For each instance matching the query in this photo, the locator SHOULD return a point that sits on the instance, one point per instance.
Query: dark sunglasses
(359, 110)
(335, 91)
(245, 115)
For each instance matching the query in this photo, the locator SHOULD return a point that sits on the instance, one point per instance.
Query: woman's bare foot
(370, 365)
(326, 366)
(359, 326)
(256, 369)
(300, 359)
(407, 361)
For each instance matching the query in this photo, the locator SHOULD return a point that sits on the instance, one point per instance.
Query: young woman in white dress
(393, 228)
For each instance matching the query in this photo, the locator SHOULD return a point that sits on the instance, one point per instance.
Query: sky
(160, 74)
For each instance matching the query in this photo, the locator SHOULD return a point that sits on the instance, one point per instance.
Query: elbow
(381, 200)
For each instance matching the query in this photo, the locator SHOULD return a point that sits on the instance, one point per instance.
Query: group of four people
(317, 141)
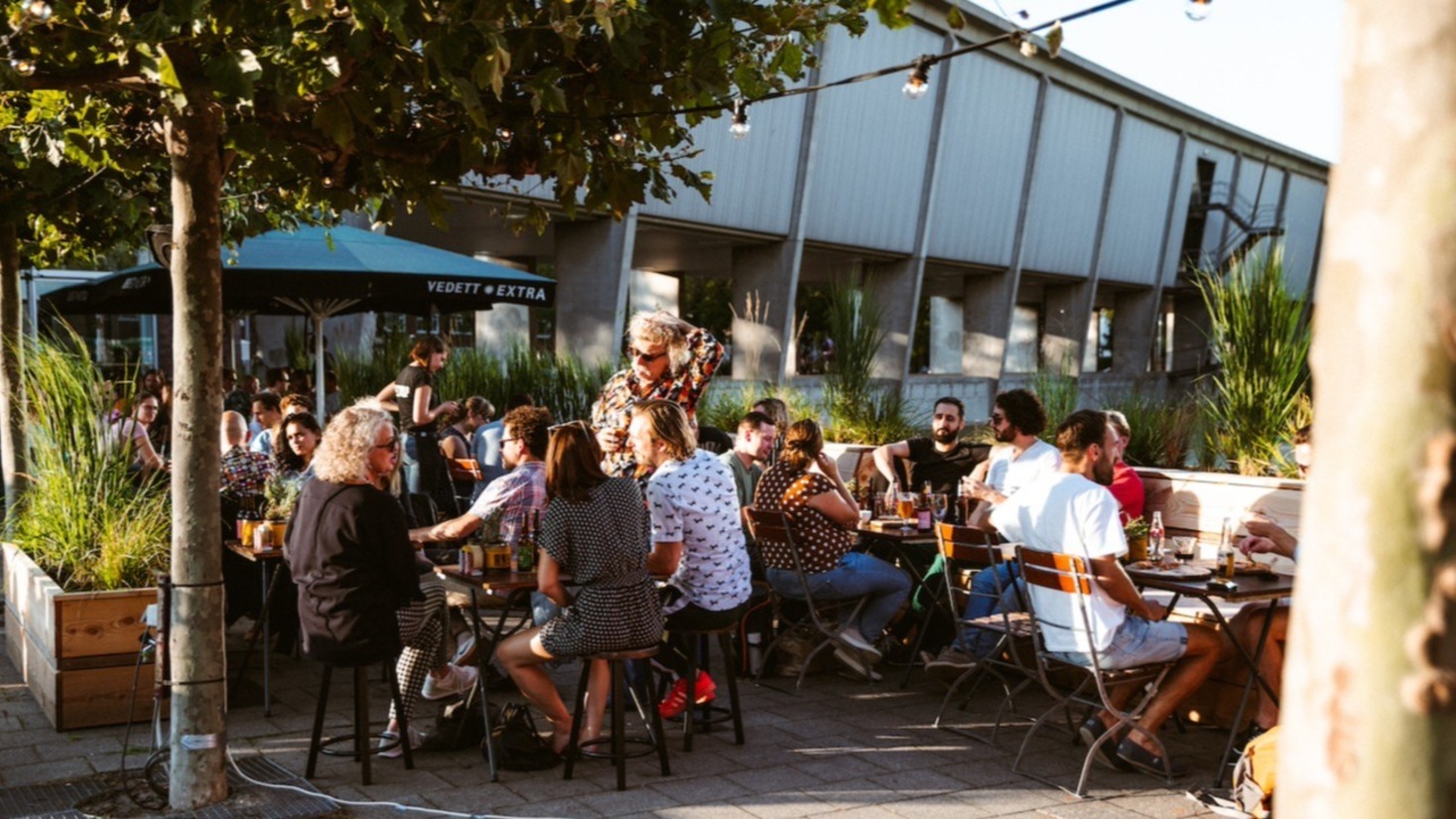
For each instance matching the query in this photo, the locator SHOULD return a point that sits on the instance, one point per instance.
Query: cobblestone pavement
(841, 747)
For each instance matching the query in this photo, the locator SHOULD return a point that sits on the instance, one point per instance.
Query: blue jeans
(983, 603)
(857, 575)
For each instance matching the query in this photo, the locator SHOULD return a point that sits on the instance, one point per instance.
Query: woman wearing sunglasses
(670, 360)
(361, 597)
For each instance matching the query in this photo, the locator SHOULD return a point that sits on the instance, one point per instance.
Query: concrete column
(764, 279)
(895, 287)
(947, 334)
(988, 305)
(1134, 320)
(651, 292)
(501, 327)
(1065, 326)
(593, 268)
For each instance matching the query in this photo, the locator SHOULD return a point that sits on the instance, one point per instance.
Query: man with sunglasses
(516, 494)
(1016, 420)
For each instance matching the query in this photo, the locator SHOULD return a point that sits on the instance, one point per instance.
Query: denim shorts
(1137, 641)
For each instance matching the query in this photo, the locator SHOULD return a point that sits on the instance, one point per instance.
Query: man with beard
(941, 460)
(1016, 420)
(1072, 511)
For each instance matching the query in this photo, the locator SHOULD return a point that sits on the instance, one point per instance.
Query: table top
(1251, 588)
(491, 579)
(895, 535)
(253, 554)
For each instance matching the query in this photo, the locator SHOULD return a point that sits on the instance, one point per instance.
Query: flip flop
(1149, 762)
(1091, 731)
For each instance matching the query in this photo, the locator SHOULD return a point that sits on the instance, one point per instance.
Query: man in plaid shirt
(516, 494)
(243, 473)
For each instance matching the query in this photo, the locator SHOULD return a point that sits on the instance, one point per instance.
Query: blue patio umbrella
(321, 273)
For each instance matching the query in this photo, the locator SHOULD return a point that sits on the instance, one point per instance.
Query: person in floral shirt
(672, 360)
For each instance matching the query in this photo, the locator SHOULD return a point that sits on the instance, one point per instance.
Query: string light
(1197, 9)
(40, 11)
(919, 80)
(739, 118)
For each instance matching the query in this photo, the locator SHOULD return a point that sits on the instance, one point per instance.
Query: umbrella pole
(318, 364)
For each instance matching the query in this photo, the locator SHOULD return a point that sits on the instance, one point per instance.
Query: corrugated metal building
(1025, 207)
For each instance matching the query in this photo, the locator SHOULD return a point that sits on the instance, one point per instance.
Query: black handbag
(517, 744)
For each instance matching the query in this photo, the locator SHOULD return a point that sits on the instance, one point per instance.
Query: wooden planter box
(76, 650)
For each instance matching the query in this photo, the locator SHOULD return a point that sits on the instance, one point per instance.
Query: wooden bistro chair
(772, 526)
(969, 550)
(1065, 583)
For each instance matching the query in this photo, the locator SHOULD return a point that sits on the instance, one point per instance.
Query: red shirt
(1127, 488)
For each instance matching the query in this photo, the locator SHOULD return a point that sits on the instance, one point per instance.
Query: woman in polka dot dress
(822, 517)
(597, 532)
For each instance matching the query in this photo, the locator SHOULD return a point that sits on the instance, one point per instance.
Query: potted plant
(86, 544)
(280, 498)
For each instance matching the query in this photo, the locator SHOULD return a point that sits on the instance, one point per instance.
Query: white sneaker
(415, 741)
(857, 662)
(851, 635)
(459, 679)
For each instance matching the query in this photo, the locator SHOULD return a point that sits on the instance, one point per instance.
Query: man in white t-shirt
(1016, 420)
(696, 539)
(1072, 511)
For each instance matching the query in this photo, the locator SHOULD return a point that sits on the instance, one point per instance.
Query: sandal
(1091, 731)
(1149, 762)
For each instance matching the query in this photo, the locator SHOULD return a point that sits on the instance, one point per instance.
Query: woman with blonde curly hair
(360, 591)
(672, 360)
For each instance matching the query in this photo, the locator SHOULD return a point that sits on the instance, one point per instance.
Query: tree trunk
(199, 662)
(1372, 659)
(13, 463)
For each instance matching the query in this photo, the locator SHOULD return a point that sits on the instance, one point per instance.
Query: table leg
(1248, 688)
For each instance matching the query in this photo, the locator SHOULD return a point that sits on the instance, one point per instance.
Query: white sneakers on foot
(852, 637)
(458, 679)
(415, 741)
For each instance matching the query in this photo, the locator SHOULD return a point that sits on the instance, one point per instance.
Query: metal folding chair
(772, 526)
(1069, 576)
(975, 550)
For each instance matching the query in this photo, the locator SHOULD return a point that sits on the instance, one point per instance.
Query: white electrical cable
(354, 803)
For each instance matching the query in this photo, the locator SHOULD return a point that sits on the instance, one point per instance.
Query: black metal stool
(711, 713)
(360, 738)
(617, 738)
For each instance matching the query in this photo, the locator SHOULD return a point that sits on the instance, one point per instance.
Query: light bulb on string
(1197, 9)
(919, 79)
(739, 118)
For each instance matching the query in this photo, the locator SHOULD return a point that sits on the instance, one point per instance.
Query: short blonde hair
(669, 424)
(660, 330)
(342, 455)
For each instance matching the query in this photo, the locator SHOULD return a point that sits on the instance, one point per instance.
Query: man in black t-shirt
(941, 460)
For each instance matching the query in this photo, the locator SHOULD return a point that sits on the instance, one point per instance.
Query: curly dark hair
(532, 424)
(284, 457)
(1024, 410)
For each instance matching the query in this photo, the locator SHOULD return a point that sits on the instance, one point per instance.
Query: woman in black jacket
(361, 597)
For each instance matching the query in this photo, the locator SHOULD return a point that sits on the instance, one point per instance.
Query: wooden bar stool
(361, 739)
(655, 741)
(711, 713)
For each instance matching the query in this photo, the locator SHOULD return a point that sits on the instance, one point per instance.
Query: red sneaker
(676, 700)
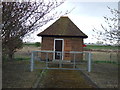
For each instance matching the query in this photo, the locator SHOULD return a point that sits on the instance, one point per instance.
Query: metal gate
(72, 60)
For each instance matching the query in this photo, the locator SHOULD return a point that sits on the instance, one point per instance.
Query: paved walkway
(64, 79)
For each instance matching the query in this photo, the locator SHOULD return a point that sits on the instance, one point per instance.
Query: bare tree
(21, 18)
(111, 32)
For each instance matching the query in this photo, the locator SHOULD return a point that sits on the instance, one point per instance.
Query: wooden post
(46, 60)
(89, 62)
(74, 61)
(32, 61)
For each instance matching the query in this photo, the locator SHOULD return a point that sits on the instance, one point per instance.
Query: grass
(17, 74)
(101, 47)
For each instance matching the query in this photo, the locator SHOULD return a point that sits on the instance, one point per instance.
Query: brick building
(62, 35)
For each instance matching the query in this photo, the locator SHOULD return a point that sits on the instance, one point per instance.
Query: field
(17, 74)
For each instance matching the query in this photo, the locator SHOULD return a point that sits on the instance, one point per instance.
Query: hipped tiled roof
(63, 27)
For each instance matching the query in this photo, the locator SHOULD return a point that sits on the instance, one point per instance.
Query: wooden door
(58, 48)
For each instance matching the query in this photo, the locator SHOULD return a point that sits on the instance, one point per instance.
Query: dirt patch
(104, 75)
(64, 79)
(17, 74)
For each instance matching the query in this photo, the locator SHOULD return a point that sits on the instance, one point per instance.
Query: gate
(72, 60)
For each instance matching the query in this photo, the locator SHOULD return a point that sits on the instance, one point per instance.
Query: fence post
(46, 60)
(60, 62)
(32, 62)
(74, 61)
(89, 62)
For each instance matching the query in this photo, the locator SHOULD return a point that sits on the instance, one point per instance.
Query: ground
(64, 79)
(17, 74)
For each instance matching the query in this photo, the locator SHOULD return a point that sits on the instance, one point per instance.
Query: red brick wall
(70, 44)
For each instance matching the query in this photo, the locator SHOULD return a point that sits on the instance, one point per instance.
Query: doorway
(58, 48)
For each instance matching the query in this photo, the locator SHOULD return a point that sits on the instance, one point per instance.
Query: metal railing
(48, 57)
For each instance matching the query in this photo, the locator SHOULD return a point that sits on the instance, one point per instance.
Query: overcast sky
(86, 15)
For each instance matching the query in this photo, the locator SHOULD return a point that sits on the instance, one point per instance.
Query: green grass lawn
(101, 47)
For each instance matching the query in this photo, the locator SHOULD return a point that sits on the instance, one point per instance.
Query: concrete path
(64, 79)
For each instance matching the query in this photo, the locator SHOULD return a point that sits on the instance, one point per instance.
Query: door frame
(62, 47)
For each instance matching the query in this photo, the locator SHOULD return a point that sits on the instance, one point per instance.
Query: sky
(85, 15)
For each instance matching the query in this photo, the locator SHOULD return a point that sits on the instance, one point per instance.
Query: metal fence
(72, 60)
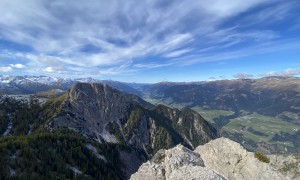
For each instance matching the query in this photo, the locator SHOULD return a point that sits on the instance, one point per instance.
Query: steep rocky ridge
(219, 159)
(110, 116)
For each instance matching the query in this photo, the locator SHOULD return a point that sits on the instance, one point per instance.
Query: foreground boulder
(219, 159)
(176, 163)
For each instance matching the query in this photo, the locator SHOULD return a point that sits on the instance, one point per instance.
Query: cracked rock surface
(219, 159)
(232, 161)
(176, 163)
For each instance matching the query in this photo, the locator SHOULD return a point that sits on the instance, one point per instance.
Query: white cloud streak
(122, 32)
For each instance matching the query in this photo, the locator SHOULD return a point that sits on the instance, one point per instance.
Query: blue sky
(150, 40)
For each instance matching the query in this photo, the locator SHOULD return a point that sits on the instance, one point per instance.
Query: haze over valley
(154, 89)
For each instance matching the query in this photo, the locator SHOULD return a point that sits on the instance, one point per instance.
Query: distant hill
(89, 128)
(259, 113)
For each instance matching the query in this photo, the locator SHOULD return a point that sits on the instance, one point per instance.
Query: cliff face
(109, 116)
(218, 159)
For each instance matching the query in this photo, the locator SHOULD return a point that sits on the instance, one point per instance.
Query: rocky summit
(107, 115)
(219, 159)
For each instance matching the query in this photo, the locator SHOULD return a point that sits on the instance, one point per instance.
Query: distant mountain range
(36, 84)
(109, 133)
(262, 114)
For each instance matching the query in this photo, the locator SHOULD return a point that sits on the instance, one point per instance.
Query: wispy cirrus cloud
(113, 37)
(287, 72)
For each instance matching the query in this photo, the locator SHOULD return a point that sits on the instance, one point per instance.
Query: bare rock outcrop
(232, 161)
(219, 159)
(176, 163)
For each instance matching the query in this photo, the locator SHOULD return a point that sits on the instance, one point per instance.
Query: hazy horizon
(150, 41)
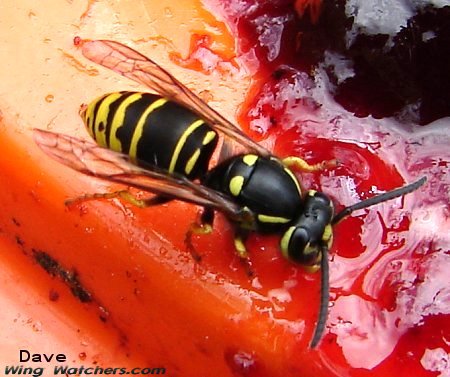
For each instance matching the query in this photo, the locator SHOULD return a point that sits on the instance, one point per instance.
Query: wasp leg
(204, 227)
(124, 195)
(300, 164)
(240, 237)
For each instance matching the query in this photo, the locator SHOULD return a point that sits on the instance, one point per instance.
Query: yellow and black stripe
(152, 130)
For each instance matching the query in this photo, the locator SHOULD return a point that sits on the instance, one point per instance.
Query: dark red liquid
(389, 266)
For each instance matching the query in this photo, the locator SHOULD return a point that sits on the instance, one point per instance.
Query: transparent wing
(90, 159)
(137, 67)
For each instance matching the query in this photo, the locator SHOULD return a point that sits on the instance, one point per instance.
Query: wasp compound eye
(296, 247)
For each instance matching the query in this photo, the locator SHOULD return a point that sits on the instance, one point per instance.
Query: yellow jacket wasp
(163, 144)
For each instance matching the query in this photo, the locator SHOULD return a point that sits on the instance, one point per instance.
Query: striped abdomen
(152, 130)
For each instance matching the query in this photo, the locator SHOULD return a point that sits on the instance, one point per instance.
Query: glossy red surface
(389, 265)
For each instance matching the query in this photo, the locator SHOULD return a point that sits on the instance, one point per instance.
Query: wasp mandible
(162, 143)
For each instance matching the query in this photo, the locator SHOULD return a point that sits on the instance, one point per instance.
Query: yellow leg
(300, 164)
(204, 227)
(239, 245)
(122, 194)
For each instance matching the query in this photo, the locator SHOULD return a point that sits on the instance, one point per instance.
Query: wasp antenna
(324, 298)
(379, 199)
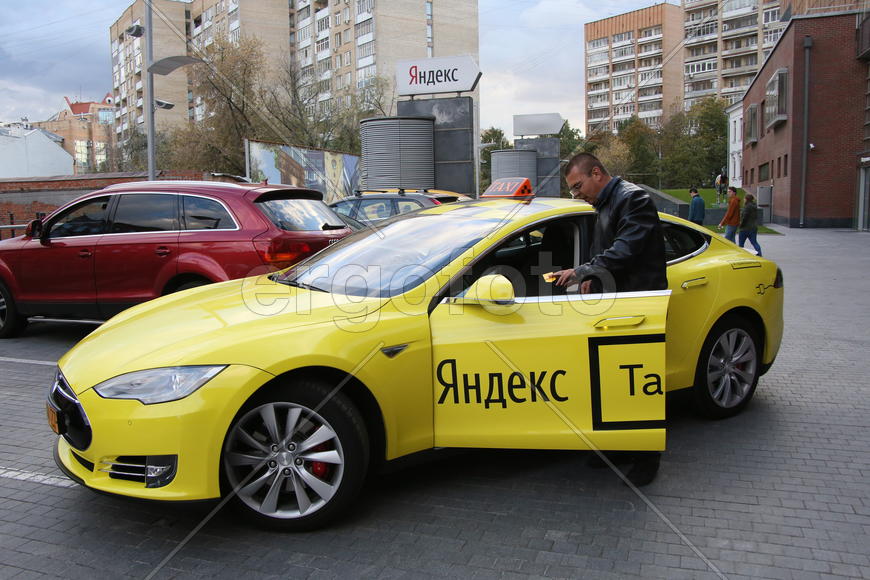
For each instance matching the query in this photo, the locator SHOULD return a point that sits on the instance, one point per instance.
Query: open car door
(549, 372)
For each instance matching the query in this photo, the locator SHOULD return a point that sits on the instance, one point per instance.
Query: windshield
(296, 215)
(392, 259)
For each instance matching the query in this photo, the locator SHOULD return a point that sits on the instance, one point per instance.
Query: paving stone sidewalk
(781, 491)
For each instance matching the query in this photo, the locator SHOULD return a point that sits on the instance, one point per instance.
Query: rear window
(300, 215)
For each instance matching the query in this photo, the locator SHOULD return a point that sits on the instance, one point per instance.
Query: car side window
(524, 257)
(681, 241)
(205, 214)
(145, 212)
(406, 205)
(85, 219)
(374, 209)
(343, 207)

-- Stated task --
Count the lines of the data above that contain the string "brick", treating uppercase and lowercase as distinct, and give only the number.

-- Task output --
2